Input data —
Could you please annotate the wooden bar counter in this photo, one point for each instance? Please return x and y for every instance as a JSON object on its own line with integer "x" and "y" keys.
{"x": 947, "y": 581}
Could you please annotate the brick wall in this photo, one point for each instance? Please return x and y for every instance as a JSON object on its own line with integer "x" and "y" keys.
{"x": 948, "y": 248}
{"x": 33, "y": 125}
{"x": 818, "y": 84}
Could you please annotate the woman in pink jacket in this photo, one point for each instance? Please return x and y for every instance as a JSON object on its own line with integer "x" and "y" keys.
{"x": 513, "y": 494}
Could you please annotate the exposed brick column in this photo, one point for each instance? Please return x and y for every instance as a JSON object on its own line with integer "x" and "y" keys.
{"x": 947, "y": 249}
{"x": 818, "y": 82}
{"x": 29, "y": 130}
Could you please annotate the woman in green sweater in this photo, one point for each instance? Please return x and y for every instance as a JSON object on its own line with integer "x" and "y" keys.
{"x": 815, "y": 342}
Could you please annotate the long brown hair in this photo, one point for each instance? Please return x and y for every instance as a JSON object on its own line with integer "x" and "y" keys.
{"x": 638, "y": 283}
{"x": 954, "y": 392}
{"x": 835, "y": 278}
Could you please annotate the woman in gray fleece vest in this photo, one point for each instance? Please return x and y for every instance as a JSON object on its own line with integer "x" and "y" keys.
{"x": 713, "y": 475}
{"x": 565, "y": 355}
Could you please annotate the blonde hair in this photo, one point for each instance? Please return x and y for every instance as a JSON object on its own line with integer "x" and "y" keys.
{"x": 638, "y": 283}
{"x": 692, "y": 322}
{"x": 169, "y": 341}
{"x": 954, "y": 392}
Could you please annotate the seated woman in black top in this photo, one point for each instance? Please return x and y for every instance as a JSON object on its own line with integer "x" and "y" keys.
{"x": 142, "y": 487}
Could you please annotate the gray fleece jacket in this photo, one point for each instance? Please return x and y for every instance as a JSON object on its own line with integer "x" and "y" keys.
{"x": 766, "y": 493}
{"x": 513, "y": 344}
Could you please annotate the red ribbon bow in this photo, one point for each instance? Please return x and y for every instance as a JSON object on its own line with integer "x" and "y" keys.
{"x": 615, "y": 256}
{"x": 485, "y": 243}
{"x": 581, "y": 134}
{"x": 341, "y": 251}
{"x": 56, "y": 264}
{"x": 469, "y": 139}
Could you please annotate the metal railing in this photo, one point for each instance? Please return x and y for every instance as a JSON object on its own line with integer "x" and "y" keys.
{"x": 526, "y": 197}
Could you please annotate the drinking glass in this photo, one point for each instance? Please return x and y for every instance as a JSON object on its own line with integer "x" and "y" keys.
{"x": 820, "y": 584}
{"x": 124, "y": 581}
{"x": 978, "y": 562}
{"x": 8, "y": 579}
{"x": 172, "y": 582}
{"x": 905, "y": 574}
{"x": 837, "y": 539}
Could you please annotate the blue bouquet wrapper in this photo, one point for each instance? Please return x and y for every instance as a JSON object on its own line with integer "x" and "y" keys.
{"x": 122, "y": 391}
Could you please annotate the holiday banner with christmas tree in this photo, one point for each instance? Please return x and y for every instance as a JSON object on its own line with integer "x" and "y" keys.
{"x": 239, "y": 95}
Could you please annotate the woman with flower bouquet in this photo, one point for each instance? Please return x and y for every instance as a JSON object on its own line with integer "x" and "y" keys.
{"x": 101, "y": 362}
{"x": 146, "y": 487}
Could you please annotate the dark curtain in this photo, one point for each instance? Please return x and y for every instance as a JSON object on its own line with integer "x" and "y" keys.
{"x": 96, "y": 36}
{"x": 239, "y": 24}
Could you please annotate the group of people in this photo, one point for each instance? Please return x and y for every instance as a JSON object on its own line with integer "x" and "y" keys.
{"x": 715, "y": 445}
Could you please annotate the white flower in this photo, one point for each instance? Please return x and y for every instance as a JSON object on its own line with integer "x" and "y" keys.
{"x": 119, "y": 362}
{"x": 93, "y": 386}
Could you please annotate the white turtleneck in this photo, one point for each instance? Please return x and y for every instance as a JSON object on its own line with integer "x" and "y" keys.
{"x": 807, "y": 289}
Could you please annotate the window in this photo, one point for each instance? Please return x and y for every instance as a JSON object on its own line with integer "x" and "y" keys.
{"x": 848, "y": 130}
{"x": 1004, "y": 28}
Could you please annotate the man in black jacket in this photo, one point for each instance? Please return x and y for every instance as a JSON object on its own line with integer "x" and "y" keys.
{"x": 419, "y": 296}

What is expected —
Restate the listing in full, preserving every word.

Completed exercise —
Could you please annotate the wooden bar counter in this photo, one point for each instance? Please return x and y for every instance as a JSON object on its own line with integer "x" and "y" keys.
{"x": 947, "y": 581}
Could you please annotate the brick wall in this photo, one point for each instance? Please return x and y for every instance as a JSON object on its own line with integer "x" and "y" keys.
{"x": 948, "y": 248}
{"x": 33, "y": 125}
{"x": 818, "y": 84}
Could you please annotate the woman in pink jacket in this photo, one point for each instance? Please return x and y for every instance as a JSON object on its own line with integer "x" and "y" keys.
{"x": 513, "y": 494}
Could you please annotate the exposed brick column in this photo, one point for each instance? Please return x and y for every instance as a JSON object on its own line with integer "x" and "y" keys.
{"x": 947, "y": 249}
{"x": 818, "y": 82}
{"x": 29, "y": 130}
Could you please annotate the woman in green sweater in this photo, one point for each instance? Please return x and y for every instance as a JSON object on its own line with integer "x" and "y" keys.
{"x": 815, "y": 342}
Could you please annotate the long brown hair in this photo, one point for each instance? Please return x and y for every instance as a JSON object on its own line with integer "x" and "y" keys.
{"x": 638, "y": 283}
{"x": 954, "y": 392}
{"x": 835, "y": 278}
Could you please annotate the woman in gray fleece vest in this photo, one point for each instance? Please return x and y for every instance as a JSON object on its own line with integer "x" and "y" keys.
{"x": 713, "y": 475}
{"x": 565, "y": 355}
Could you please annotate the blonde hair in this photo, one point for each instance? Please return x and y for every instance as a JSON object on its own line with integer "x" and "y" keys.
{"x": 638, "y": 283}
{"x": 692, "y": 322}
{"x": 169, "y": 341}
{"x": 954, "y": 392}
Could you please annotate the seated woman in black top in this photo, one point for each instance? Please return x and y for every instance as a JSON object on its own line with integer "x" and "y" keys.
{"x": 142, "y": 487}
Could you please annotate the gray fleece jacket in this photo, one point for each instance? Please return x and y for every instance as a JSON object on its own line with integer "x" and "y" keys.
{"x": 766, "y": 493}
{"x": 513, "y": 344}
Could you please annotate the red ribbon bow in this photo, one point for each instance? Please return x and y for every instance as a JSON object on its own line with integer "x" and "y" keys.
{"x": 615, "y": 256}
{"x": 485, "y": 243}
{"x": 581, "y": 134}
{"x": 341, "y": 251}
{"x": 56, "y": 264}
{"x": 469, "y": 139}
Could you please annotate the metal railing in this photo, one point for each instance? Please return x and y for every instance as a JSON object on its own line with integer "x" and "y" keys.
{"x": 526, "y": 197}
Could you please annotate the drinking glass in this photo, one point for each instance? Please return x and y for every instance as a JSON object on its own line with integer "x" and "y" keys.
{"x": 820, "y": 584}
{"x": 124, "y": 581}
{"x": 978, "y": 562}
{"x": 8, "y": 579}
{"x": 172, "y": 582}
{"x": 905, "y": 574}
{"x": 837, "y": 539}
Could you please annotate the blue bouquet wrapper in this photo, one point for each instance? Please return x and y for every instance as a JSON object on its own line with integer "x" and "y" keys.
{"x": 122, "y": 391}
Could you please annotate the holiday banner with christmas tree in this photo, one point for each instance? Please return x and y for every instance as a JSON object on its own line with integer "x" and "y" keys.
{"x": 239, "y": 95}
Could you please annotate the woman with flower bouquet in this photo, one point for each instance? Please return x and y for every instance as a JSON object on its own line with integer "x" and "y" keys.
{"x": 101, "y": 362}
{"x": 146, "y": 487}
Could you please annotate the dark curtain in this photo, one point for each instance? Please return x and y for every instance as a JSON object on its own line with integer "x" and "y" keys.
{"x": 96, "y": 36}
{"x": 239, "y": 24}
Could you please annotate the group of people in this photo, one point for each instance? Please return x and y for every instance as a JSON object on its own line with integer "x" and "y" keys.
{"x": 715, "y": 445}
Could you please annotate the white flower in this photo, one point for each instance? Please return x and y for every instance as a JSON object on its own line with integer "x" and "y" keys.
{"x": 119, "y": 362}
{"x": 93, "y": 386}
Could you please annotate the white turtleneck in this photo, one point for each instance? Please return x and y for every instance as a JSON object on its own line with integer "x" and "y" keys.
{"x": 807, "y": 289}
Could you please annotate the window in this photo, one point for each instance? Please return x and y for every instance as a JSON object on its own line with integer "x" and "y" keys.
{"x": 848, "y": 130}
{"x": 1004, "y": 28}
Could you please annotate the man in black jacket in this photo, one point for each instance? Please return x and y for every instance as a JSON object on its own line with integer "x" and "y" keys.
{"x": 419, "y": 296}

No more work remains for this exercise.